● **Reading text**

--------------------------------

To be clear, we had a Nix committer to help work through kinks. But once all
of your team members, local and remote, have lockstep dev environments
versioned with the code commits, several other classes of hair pulling go
away.

------
meesterdude
My advice, fwiw: make things more boring and less special. Reduce cleverness
and surprises where possible. (I realize this isn't always possible)

Automating on-boarding is possible, but it is usually better to have good docs
that breakout into different systems like OSX, windows, Debian/fedora and just
have good copy-paste from there. That allows for tweaks to be made more easily
when things go wrong, and to update for future devs.

If you really need to automate, write your own installers to do the work
inserting code, installing dependencies, etc and expand to support different
systems where necessary. This can be as simple as a github repo that you
pulldown and run an installer for, that automatically hooks in to the shell
and provides an easy path for updates.

------
jorisd
If managing shell scripts becomes too unwieldy, you could use Puppet or
Ansible to provision your local machine, just like you would when you'd use
these tools to provision a new server instance elsewhere. This works great
when you combine it with a Virtual Machine managed through Vagrant. The guest
OS is then managed completely via Vagrant and Ansible/Puppet, and the only
host OS software you then need is a working Vagrant environment, which can
often be installed completely through the OS's package management system.

------
twunde
For laptop setup at a company you should be using some sort of MDM software.
It's essentially configuration management, but with the understanding that
this is for users who will want to change things. If you're an all Mac shop,
take a look at Jamf or at Fleetsmith. If you've got a mix, there are some
products like Airwatch that support Windows and Mac. These tools allow you to
set up applications and configurations. I generally run a white-listed "app"
store where users can download apps, scripts and new configurations. Or
alternatively you can force install anything you really need.

I'll also second using Docker or virtual machines if possible. It makes the
setup and continued support _much_ easier.

------
corporateslaver
Just write a bash script

------
stephenr
Vagrant mostly.

We build a custom vagrant box with dependencies pre-installed, and then run
setup on top of that.

Admittedly we don’t have many “tools” like you mentioned - just a couple of
shell scripts in the git repo itself.

If you need to install host OS level software I’d just write some shell
scripts to automate the steps.

------
nannooo
You could create an image with everything preinstalled. Just install it and
you have a lot of stuff ready right away.

For things they have todo / resources they should look through, you could use
ChiefOnboarding.com (Full Disclosure: I have built this)

------
arnvald
Have you tried Boxen?[1]

It allows you to automate installing libraries and running scripts by writing
Puppet manifests.

[1] [https://github.com/boxen/our-boxen](https://github.com/boxen/our-boxen)

------
simon_acca
Have you considered writing packages for whatever package manager your OS
uses?

--------------------------------

● **Dataset excerpt**
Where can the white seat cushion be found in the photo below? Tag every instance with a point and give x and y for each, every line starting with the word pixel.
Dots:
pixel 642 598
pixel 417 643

--------------------------------

● **Goals**
[1] Please say whether each statement agrees with the thread on setting up developer machines: (a) meesterdude finds good docs usually better than automating on-boarding; (b) twunde suggests Airwatch for an all-Mac shop; (c) stephenr's team builds a custom Vagrant box with dependencies pre-installed. Answer yes or no for each, and quote the deciding words.
[2] Answer these questions from the thread on setting up developer machines:
(a) Which two tools does jorisd name for provisioning the local machine?
(b) According to arnvald, how does Boxen automate installing libraries and running scripts?
(c) What does nannooo disclose about ChiefOnboarding.com?

● **Task-by-task outputs**
[1]
(a) Yes: "it is usually better to have good docs"
(b) No: "If you're an all Mac shop, take a look at Jamf or at Fleetsmith."
(c) Yes: "We build a custom vagrant box with dependencies pre-installed"

[2]
(a) Puppet or Ansible
(b) By writing Puppet manifests
(c) That nannooo built it